The Right Hon. Robert Dundas of Arniston, Lord Chief
Baron of the Court of Exchequer, was eldest son of the second Lord
President Dundas, and was born on the 6th of June, 1758. He was educated
for the legal profession, and became a member of the Faculty of
Advocates in the year 1779; immediately after which, he was appointed
Procurator for the Church of Scotland.\
On the
promotion of Sir Hay Campbell to the office of Lord Advocate, Mr. Dundas,
then a very young man, succeeded him as Solicitor-General ; and on the
elevation of the former to the Presidency, the latter was appointed to
supply his place as Lord Advocate, being then only in the 31st year of
his age. This office he held for twelve years, during which time he
sat in Parliament as member for the county of Edinburgh. On the
resignation of Chief Baron Montgomery, in the year 1801, he was
appointed his successor. His lordship held this office till within a
short time of his death, which happened at Arniston on the 17th June,
1819, in the sixty-second year of his age. At this period his lordship
resided in St. John's Street, Canongate.
The
excellencies which marked the character of his lordship were many, and
all of the most amiable and endearing kind. In manner, he was mild and
affable; in disposition, humane and generous ; and in principle,
singularly tolerant and liberal—qualities which gained him universal
esteem.

== == ==

**PROMPT 1:**
Which six qualities does the sketch of Robert Dundas name for his manner, disposition, and principle?

**Point labeling dataset excerpts:**
== == ==

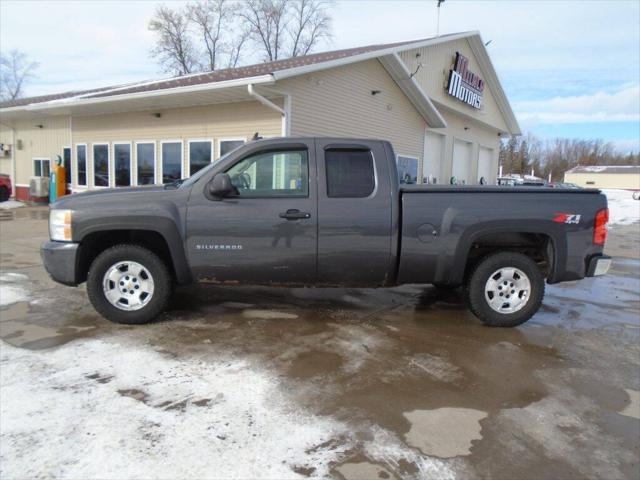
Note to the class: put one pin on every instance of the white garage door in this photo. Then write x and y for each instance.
(462, 162)
(485, 161)
(433, 158)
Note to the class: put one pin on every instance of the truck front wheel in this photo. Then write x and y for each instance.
(129, 284)
(505, 289)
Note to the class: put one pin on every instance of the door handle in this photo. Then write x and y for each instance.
(294, 214)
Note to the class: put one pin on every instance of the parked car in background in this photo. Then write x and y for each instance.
(323, 212)
(563, 185)
(6, 189)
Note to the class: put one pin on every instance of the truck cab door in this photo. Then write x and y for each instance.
(267, 233)
(356, 221)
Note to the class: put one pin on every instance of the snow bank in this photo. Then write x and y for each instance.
(10, 290)
(623, 209)
(9, 204)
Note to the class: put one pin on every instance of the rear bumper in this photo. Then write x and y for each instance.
(60, 260)
(598, 265)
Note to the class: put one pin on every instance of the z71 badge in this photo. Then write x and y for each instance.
(570, 218)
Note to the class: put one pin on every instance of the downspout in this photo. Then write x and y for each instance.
(13, 158)
(285, 112)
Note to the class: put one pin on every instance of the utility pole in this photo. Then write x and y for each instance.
(440, 2)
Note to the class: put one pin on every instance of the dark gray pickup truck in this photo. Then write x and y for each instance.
(323, 212)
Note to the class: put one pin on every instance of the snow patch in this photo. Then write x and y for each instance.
(11, 204)
(9, 291)
(623, 209)
(137, 413)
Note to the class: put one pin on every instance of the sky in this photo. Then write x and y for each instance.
(569, 68)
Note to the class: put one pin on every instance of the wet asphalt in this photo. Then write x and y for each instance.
(558, 397)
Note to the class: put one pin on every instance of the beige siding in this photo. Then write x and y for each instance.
(45, 142)
(226, 121)
(437, 61)
(338, 103)
(5, 161)
(626, 181)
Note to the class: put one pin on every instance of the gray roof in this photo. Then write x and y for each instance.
(631, 169)
(211, 77)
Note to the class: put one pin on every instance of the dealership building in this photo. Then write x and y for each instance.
(438, 100)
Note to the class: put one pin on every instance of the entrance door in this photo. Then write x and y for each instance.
(485, 161)
(267, 234)
(433, 158)
(461, 169)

== == ==

**PROMPT 2:**
Can you repeat the entries word for word, beginning with the line that contains "of the utility" and continuing through the final line of the entries?

**FINISHED ANSWER 1:**
Mild, affable, humane, generous, tolerant, liberal

**FINISHED ANSWER 2:**
Note to the class: put one pin on every instance of the utility pole in this photo. Then write x and y for each instance.
(440, 2)
Note to the class: put one pin on every instance of the dark gray pickup truck in this photo. Then write x and y for each instance.
(323, 212)
Note to the class: put one pin on every instance of the snow patch in this photo. Then write x and y for each instance.
(11, 204)
(9, 291)
(623, 209)
(137, 413)
Note to the class: put one pin on every instance of the sky in this photo. Then write x and y for each instance.
(569, 68)
Note to the class: put one pin on every instance of the wet asphalt in this photo. Then write x and y for each instance.
(558, 397)
Note to the class: put one pin on every instance of the beige siding in this photo. Then write x and y for each instance.
(45, 142)
(226, 121)
(437, 61)
(338, 103)
(5, 161)
(626, 181)
Note to the class: put one pin on every instance of the gray roof in this photo. Then write x and y for each instance.
(631, 169)
(211, 77)
Note to the class: put one pin on every instance of the dealership building in this photo. Then write x and y for each instance.
(438, 100)
Note to the class: put one pin on every instance of the entrance door in this photo. Then write x and y for each instance.
(485, 161)
(267, 234)
(433, 158)
(461, 169)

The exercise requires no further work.